GOAL: Revise the listing below so that every "innermost point" reads "central point", keeping all other text the same. Leave the pictures out of your output.

DATA TO PROCESS:

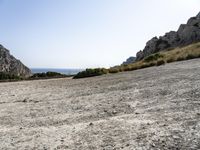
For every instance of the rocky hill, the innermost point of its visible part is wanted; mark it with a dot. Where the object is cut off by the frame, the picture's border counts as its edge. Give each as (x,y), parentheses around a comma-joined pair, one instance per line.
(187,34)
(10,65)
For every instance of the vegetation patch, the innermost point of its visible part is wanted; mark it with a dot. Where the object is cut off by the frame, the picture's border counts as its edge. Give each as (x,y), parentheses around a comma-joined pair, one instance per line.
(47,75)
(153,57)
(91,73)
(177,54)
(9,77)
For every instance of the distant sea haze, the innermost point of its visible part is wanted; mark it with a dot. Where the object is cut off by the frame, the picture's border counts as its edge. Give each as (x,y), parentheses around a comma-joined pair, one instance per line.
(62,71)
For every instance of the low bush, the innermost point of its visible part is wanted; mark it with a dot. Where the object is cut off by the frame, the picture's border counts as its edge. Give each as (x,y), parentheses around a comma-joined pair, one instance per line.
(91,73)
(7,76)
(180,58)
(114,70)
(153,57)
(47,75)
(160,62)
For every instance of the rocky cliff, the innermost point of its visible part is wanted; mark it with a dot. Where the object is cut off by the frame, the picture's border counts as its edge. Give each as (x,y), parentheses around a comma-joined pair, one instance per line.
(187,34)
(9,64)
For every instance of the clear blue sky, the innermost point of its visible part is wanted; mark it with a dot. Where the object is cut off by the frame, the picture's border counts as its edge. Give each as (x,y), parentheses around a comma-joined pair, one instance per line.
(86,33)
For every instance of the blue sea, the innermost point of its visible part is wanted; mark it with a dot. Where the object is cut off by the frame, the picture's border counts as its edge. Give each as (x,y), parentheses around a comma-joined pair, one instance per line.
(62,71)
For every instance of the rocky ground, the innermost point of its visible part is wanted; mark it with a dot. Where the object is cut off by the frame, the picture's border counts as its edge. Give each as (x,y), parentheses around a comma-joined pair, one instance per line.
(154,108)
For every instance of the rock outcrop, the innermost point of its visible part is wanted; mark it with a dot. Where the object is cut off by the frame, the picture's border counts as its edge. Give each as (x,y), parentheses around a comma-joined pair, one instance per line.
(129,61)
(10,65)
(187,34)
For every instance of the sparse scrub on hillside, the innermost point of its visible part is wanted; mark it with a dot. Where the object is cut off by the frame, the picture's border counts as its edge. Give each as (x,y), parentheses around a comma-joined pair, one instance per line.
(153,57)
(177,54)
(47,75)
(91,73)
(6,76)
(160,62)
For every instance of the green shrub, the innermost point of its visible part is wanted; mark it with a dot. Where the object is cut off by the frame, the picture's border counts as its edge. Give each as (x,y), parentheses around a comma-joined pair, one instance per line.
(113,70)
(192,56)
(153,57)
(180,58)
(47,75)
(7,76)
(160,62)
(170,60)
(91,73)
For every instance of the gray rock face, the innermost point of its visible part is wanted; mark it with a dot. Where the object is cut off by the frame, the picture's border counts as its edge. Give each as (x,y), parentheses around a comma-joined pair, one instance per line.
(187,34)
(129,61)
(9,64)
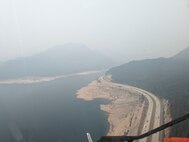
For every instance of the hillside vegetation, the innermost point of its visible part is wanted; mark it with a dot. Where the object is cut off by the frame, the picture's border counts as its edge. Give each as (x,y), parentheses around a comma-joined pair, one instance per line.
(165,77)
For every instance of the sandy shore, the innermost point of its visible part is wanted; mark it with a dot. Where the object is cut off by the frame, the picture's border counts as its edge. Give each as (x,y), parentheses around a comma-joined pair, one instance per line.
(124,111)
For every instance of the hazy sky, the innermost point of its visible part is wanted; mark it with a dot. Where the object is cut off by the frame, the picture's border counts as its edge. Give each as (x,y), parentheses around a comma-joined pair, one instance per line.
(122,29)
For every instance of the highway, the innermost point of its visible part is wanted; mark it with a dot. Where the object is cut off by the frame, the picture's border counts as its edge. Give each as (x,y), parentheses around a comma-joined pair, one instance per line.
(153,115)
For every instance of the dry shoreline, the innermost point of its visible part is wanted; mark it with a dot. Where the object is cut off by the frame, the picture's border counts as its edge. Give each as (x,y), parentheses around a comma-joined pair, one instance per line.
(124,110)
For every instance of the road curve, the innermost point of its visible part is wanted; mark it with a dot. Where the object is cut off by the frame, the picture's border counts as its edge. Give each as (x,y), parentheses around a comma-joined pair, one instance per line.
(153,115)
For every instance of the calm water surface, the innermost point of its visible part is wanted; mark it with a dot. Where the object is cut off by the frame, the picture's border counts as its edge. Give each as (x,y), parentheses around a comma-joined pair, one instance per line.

OUTPUT FOR THIS EXERCISE:
For every instance of the rocky hill, the central point of its visible part is wanted; mark it with a dot. Where the object is cut off by the frame, the picture's border counts as its edge. Give each as (x,y), parentheses around a comma-joined pair, one instance per line.
(187,34)
(10,65)
For every instance of the vegetation patch, the central point of its visible part is wanted; mark it with a dot. Where the object is cut off by the frame, the picture's border counts as its edge. Give each as (x,y), parentheses around a comma-joined pair, one instance per line.
(47,75)
(153,57)
(91,73)
(177,54)
(9,77)
For every instance of the distant sea haze, the central point of its visible part is wanted; mark it with a dot. Where the object is cut off by the frame, the picture's border counts as its edge. Give each as (x,y), parentheses around a comma-joined pair, one instance per line.
(62,71)
For every instance of the low bush, the central point of its visible part is wanted; mark it with a dot. Where the object is cut off by the frame, the picture's border counts as its edge. Give each as (x,y), parentheses around a comma-joined pair, one instance per line.
(91,73)
(7,76)
(180,58)
(114,70)
(153,57)
(47,75)
(160,62)
For every instance of the rocky cliff, the central point of its visible part is wanted; mark it with a dot. Where the object is cut off by the frame, the picture's border counts as its edge. Give each as (x,y), parentheses around a comma-joined pair, one instance per line.
(187,34)
(9,64)
For every instance of the clear blue sky, the central point of its visible part is wanted; mark it with a dot. Where the object is cut off by the frame, the picture's border counts as its edge. Give each as (x,y), parentheses around a comma-joined pair, one instance per line.
(86,33)
For every instance of the blue sea, the central point of its visible part is wanted; mark it with a dot. Where the object is cut off by the frame, the picture's border counts as its edge. Give each as (x,y), parentheses around a comma-joined pair, one instance per line.
(62,71)
For every instance of the rocky ground, the central point of its visible part is wanted; mark it with a dot. Where the object is cut off by the frame, the picture's border counts as its edge. Give each as (x,y), parentheses around a comma-joined pair, one instance per line.
(154,108)
For every instance of the rock outcrop, the central point of its visible part is wanted; mark it with a dot. Where the object is cut off by the frame, the picture's border counts as its edge. Give each as (x,y), parentheses around a comma-joined pair, one instance per line.
(129,61)
(10,65)
(187,34)
For every instance of the sparse scrub on hillside, the central point of its visible part is wanted; mark it with a dot. Where the object is cut off by the frame, the picture's border counts as its edge. Give each as (x,y), parentheses around a comma-joined pair, one instance per line.
(153,57)
(177,54)
(47,75)
(91,73)
(6,76)
(160,62)
For every instance of the green shrub, the central point of its visible part is wanted; mark it with a dot. Where the object is cut off by the frame, the picture's border counts as its edge. Give each as (x,y), parentheses around a comma-joined pair, one instance per line.
(113,70)
(192,56)
(153,57)
(180,58)
(47,75)
(7,76)
(160,62)
(170,60)
(91,73)
For every instance of the gray rock face, the central point of its visible part is wanted; mark it with a dot. Where the object is cut off by the frame, the picture's border counts as its edge. Give each as (x,y), parentheses around a comma-joined pair, one instance per line.
(187,34)
(129,61)
(9,64)
For every instance of the hillside vegetation, the central point of its visible part is wanted; mark it with a dot. Where the object is cut off by the frame, the picture's border counts as its edge. Give each as (x,y), parentheses around a comma-joined pair, one instance per line.
(165,77)
For every instance of the sandy shore, the central point of its visible part is wanted; mark it with a dot. Where the object is cut off by the frame, the picture's border counts as its edge. Give each as (x,y), parentheses around a comma-joined pair, one instance per line.
(124,111)
For every instance of the hazy sky, the central point of its visible part is wanted; mark it with a dot. Where the object is cut off by the frame, the picture's border counts as its edge. Give each as (x,y), parentheses around a comma-joined pair, one instance per line.
(122,29)
For every instance of the highway, the central point of its visible part is wanted; mark it with a dot. Where the object is cut off by the frame, the picture's border counts as its edge. Give each as (x,y), parentheses around a comma-joined pair, one instance per line.
(153,115)
For every instance of the dry shoreline, the central point of its visible part is wanted; mark it with a dot. Where the object is cut off by the frame, the picture's border counts as its edge. Give each as (x,y), parentheses around a comma-joined pair, one instance per line.
(124,110)
For every instance of the road curve, the central point of its visible part is wanted; mark it with a dot. Where the object is cut off by the frame, the picture's border counts as its edge. Give each as (x,y), parentheses around a comma-joined pair, one instance per line.
(153,115)
For every instance of the calm water surface, the central point of its visible part is wanted; mark it with a dot. Where the object is cut off by the frame, the picture's border counts as its edge. Give each as (x,y), parentheses around a comma-joined pair, one instance per line.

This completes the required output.